• _Instructions for the task_: Count the lines in the entries below that contain the word "shirt", treating uppercase and lowercase as different, and reply with that number alone.

• _Extracted information_:
--------------------------------------------------

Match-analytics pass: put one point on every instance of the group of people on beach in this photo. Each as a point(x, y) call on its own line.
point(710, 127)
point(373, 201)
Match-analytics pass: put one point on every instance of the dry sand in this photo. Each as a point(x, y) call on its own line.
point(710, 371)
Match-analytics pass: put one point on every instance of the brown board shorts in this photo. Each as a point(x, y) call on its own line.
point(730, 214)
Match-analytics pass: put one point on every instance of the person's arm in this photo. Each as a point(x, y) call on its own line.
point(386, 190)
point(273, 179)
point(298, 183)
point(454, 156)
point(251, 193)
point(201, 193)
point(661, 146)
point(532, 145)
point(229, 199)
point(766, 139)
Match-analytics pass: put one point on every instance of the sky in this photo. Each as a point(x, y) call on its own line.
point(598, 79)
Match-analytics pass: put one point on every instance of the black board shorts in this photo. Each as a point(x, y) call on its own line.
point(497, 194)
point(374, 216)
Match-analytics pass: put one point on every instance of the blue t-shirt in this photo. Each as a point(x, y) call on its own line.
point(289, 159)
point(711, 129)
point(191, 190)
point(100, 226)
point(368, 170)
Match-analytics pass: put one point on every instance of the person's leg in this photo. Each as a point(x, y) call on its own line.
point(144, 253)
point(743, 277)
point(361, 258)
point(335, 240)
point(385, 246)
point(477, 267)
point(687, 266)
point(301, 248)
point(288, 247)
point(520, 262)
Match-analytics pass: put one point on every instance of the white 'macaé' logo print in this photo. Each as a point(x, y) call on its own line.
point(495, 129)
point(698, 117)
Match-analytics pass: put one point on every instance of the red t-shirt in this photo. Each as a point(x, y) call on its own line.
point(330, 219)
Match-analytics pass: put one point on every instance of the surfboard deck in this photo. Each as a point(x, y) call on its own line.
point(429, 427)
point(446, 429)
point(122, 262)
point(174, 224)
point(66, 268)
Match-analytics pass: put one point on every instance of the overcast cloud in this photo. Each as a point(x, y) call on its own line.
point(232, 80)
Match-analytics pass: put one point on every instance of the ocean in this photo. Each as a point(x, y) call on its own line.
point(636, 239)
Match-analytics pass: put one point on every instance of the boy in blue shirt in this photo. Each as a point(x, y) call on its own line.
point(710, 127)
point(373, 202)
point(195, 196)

--------------------------------------------------

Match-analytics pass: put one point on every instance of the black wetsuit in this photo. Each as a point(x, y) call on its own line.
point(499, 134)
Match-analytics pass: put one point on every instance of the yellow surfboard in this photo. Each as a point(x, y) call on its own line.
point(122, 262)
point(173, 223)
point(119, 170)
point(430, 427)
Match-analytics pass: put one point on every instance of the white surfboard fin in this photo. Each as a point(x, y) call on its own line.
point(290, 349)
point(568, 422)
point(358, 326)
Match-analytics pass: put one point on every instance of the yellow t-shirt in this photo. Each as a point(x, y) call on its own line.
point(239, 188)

--------------------------------------------------

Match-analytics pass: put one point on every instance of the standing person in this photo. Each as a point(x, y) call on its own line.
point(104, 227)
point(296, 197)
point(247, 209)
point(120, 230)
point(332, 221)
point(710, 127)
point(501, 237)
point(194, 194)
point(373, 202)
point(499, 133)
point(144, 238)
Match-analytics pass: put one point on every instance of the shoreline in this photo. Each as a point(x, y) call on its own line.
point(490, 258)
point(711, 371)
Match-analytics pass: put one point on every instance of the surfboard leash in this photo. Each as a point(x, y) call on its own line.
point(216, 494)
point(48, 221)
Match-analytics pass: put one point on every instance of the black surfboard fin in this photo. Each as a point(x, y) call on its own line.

--------------------------------------------------

• _Solution to the exercise_: 4